## start TEXT SECTION

Scheme of Arrangement

RNS Number : 0466V
Beazley PLC
13 April 2016
 

Beazley plc

London, 13 April 2016

Relocation of management to the UK - Scheme of Arrangement becomes effective, admission of New Beazley Shares, termination of Dividend Access Plan and Total Voting Rights

 

Further to Beazley's announcement on 11 April 2016, New Beazley announces that the scheme of arrangement (the "Scheme") has become effective and that New Beazley is now the new holding company of the Group.

 

Under the Scheme, Beazley Shareholders received one New Beazley Share for every Ordinary Share held by them at the Scheme Record Time. Therefore the total issued ordinary share capital of New Beazley is 523,353,340 New Beazley Shares.

 

New Beazley also confirms that the listing of the existing Ordinary Shares on the premium segment of the Official List was cancelled and the existing Ordinary Shares ceased to be admitted to trading on the London Stock Exchange's main market for listed securities with effect from 8.00 a.m. today. Accordingly, the New Beazley Shares were admitted to the premium segment of the Official List and to trading on the London Stock Exchange's main market for listed securities at 8.00 a.m. today.

 

The ISIN for New Beazley Shares is GB00BYQ0JC66. New Beazley will have the same TIDM as Beazley, which will therefore remain as "BEZ".

 

New Beazley also confirms, as detailed in the Prospectus published on 25 February 2016, the Dividend Access Plan has terminated as of today. The Dividend Access Plan is no longer required as New Beazley is incorporated in England and Wales and will therefore pay UK dividends.

 

New Beazley Shares held in uncertificated form were credited to the relevant CREST accounts on or prior to 8.00 a.m. today. Share certificates in respect of New Beazley Shares held in certificated form are expected to be despatched shortly after the New Beazley Reduction of Capital becomes effective (and dealings in certificated New Beazley Shares before that date will be certified against the register of members).

 

The English Court hearing, to be held on 20 April 2016, is expected to confirm the New Beazley Reduction of Capital. The New Beazley Reduction of Capital is expected to become effective on 21 April 2016. A further announcement will be made upon the New Beazley Reduction of Capital becoming effective.

## end TEXT SECTION
## start DATA SUPPLIED

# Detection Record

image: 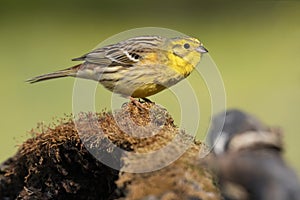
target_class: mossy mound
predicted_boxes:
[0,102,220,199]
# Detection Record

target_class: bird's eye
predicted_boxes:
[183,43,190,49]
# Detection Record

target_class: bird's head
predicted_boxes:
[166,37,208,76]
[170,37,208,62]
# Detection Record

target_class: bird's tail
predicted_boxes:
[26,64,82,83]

## end DATA SUPPLIED
## start DATA SUPPLIED

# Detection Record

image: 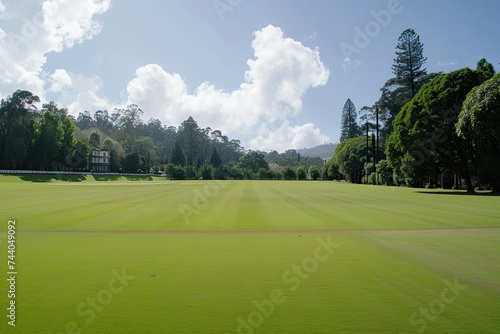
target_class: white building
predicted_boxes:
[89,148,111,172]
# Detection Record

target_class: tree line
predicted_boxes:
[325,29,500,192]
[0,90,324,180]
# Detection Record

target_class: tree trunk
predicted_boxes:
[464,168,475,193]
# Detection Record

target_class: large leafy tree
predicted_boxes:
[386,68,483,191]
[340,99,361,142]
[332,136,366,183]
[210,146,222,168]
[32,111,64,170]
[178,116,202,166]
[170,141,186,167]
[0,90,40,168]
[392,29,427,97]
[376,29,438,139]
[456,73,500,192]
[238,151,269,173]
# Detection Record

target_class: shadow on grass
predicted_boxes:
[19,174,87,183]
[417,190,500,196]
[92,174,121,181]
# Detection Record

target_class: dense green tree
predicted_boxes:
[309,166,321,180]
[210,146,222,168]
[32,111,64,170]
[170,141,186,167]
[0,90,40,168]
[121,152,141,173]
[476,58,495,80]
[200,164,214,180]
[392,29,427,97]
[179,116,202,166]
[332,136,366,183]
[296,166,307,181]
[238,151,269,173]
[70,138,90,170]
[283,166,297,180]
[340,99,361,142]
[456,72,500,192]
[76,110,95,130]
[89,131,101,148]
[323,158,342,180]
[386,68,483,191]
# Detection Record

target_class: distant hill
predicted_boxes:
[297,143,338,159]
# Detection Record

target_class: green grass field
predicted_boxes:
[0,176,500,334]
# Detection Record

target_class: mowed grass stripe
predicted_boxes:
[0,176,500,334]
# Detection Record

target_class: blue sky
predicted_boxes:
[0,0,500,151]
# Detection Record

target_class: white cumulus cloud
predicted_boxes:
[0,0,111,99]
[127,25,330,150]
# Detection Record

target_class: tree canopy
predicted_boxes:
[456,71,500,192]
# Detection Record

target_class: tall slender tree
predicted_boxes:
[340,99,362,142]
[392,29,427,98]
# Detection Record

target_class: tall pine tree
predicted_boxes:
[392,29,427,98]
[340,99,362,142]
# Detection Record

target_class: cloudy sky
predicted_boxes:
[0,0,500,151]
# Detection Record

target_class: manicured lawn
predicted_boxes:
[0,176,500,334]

## end DATA SUPPLIED

→ TO BE DONE:
• 1. According to the Beazley announcement, why is the Dividend Access Plan no longer needed?
• 2. List every distinct calendar date mentioned in the Beazley announcement.
• 3. Translate this sentence from the Beazley announcement into Spanish: "The New Beazley Reduction of Capital is expected to become effective on 21 April 2016."

→ PER-TASK OUTPUTS:
• 1. The Dividend Access Plan is no longer required because New Beazley is incorporated in England and Wales and will therefore pay UK dividends.

• 2.
- 13 April 2016
- 11 April 2016
- 25 February 2016
- 20 April 2016
- 21 April 2016

• 3. Se prevé que la Reducción de Capital de New Beazley entre en vigor el 21 de abril de 2016.